▶ _Text block_:
--- start ---
Welcome to DiffBot Documentation
This project guides you on how to build an autonomous two wheel differential drive robot.
The robot can operate on a Raspberry Pi 4 B or NVIDIA Jetson Nano Developer Kit
running ROS Noetic or ROS Melodic middleware on Ubuntu Mate 20.04 and Ubuntu 18.04, respectively.
With a motor driver that actuates two brushed motors the robot can drive autonomously to a desired location while sensing its environment using sensors,
such as a laser scanner to avoid obstacles and a camera to detect objects. Odometry wheel encoders (also refered to as speed sensors)
combined with an inertial measurement unit (IMU) are used together with the laser scanner for localization in a previously stored map.
Unseen enviornments can be mapped with the laser scanner, making use of open source SLAM algorithms such as
The following video gives an overview of the robot's components:
The project is split into multiple parts, to adress the following main aspects of the robot.
- Bill of Materials (BOM) and the theory behind the parts.
- Theory of (mobile) robots.
- Assembly of the robot platform and the components.
- Setup of ROS (Noetic or Melodic) on either Raspberry Pi 4 B or Jetson Nano, which are both Single Board Computers (SBC) and are the brain of the robot.
- Modeling the Robot in Blender and URDF to simulate it in Gazebo.
- ROS packages and nodes:
- Hardware drivers to interact with the hardware components
- High level nodes for perception, navigation, localization and control.
Use the menu to learn more about the ROS packages and other components of the robot.
The source code for this project can be found in the ros-mobile-robots/diffbot GitHub repository.
--- end ---
▶ _Set task 1_:
Change "Blender" to "FreeCAD" in the part of the DiffBot overview that opens with the words containing "- Bill of Materials" and closes with "components of the robot.", then give that part in full.

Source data
--- start ---
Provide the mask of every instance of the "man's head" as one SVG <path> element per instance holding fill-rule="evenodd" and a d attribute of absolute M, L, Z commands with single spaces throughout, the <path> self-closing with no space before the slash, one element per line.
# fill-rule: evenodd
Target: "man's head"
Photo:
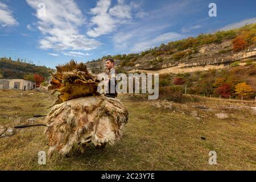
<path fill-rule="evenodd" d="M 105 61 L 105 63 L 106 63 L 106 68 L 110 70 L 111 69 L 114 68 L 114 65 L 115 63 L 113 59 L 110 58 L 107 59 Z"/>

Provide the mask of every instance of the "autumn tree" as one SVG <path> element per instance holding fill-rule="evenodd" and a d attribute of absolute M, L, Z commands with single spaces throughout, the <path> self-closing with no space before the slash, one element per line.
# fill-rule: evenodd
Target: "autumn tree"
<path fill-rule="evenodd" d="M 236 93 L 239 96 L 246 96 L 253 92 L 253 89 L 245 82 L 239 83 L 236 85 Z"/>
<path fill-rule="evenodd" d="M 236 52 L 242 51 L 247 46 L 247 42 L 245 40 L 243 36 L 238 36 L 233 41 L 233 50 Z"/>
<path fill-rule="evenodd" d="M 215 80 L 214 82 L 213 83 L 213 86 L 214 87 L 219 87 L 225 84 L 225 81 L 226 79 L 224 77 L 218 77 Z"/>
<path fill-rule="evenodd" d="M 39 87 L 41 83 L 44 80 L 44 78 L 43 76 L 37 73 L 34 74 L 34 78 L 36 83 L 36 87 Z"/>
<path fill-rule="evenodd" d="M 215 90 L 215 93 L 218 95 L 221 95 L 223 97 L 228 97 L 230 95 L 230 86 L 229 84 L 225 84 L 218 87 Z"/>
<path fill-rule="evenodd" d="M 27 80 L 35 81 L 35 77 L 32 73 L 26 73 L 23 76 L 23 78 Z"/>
--- end ---
▶ _Set task 2_:
Return every one of the source-data rows line for line, with the pictures left out.

▶ _Full response 1_:
- Bill of Materials (BOM) and the theory behind the parts.
- Theory of (mobile) robots.
- Assembly of the robot platform and the components.
- Setup of ROS (Noetic or Melodic) on either Raspberry Pi 4 B or Jetson Nano, which are both Single Board Computers (SBC) and are the brain of the robot.
- Modeling the Robot in FreeCAD and URDF to simulate it in Gazebo.
- ROS packages and nodes:
- Hardware drivers to interact with the hardware components
- High level nodes for perception, navigation, localization and control.
Use the menu to learn more about the ROS packages and other components of the robot.

▶ _Full response 2_:
Provide the mask of every instance of the "man's head" as one SVG <path> element per instance holding fill-rule="evenodd" and a d attribute of absolute M, L, Z commands with single spaces throughout, the <path> self-closing with no space before the slash, one element per line.
# fill-rule: evenodd
Target: "man's head"
Photo:
<path fill-rule="evenodd" d="M 105 61 L 105 63 L 106 63 L 106 68 L 110 70 L 111 69 L 114 68 L 114 65 L 115 63 L 113 59 L 110 58 L 107 59 Z"/>

Provide the mask of every instance of the "autumn tree" as one SVG <path> element per instance holding fill-rule="evenodd" and a d attribute of absolute M, L, Z commands with single spaces throughout, the <path> self-closing with no space before the slash, one element per line.
# fill-rule: evenodd
Target: "autumn tree"
<path fill-rule="evenodd" d="M 236 93 L 239 96 L 246 96 L 253 92 L 253 89 L 245 82 L 239 83 L 236 85 Z"/>
<path fill-rule="evenodd" d="M 236 52 L 242 51 L 247 46 L 247 42 L 245 40 L 243 36 L 238 36 L 233 41 L 233 50 Z"/>
<path fill-rule="evenodd" d="M 215 80 L 214 82 L 213 83 L 213 86 L 214 87 L 219 87 L 225 84 L 225 81 L 226 79 L 224 77 L 218 77 Z"/>
<path fill-rule="evenodd" d="M 39 87 L 41 83 L 44 80 L 44 78 L 43 76 L 37 73 L 34 74 L 34 78 L 36 83 L 36 87 Z"/>
<path fill-rule="evenodd" d="M 215 90 L 215 93 L 218 95 L 221 95 L 223 97 L 228 97 L 230 95 L 230 86 L 229 84 L 225 84 L 218 87 Z"/>
<path fill-rule="evenodd" d="M 27 80 L 35 81 L 35 77 L 32 73 L 26 73 L 23 76 L 23 78 Z"/>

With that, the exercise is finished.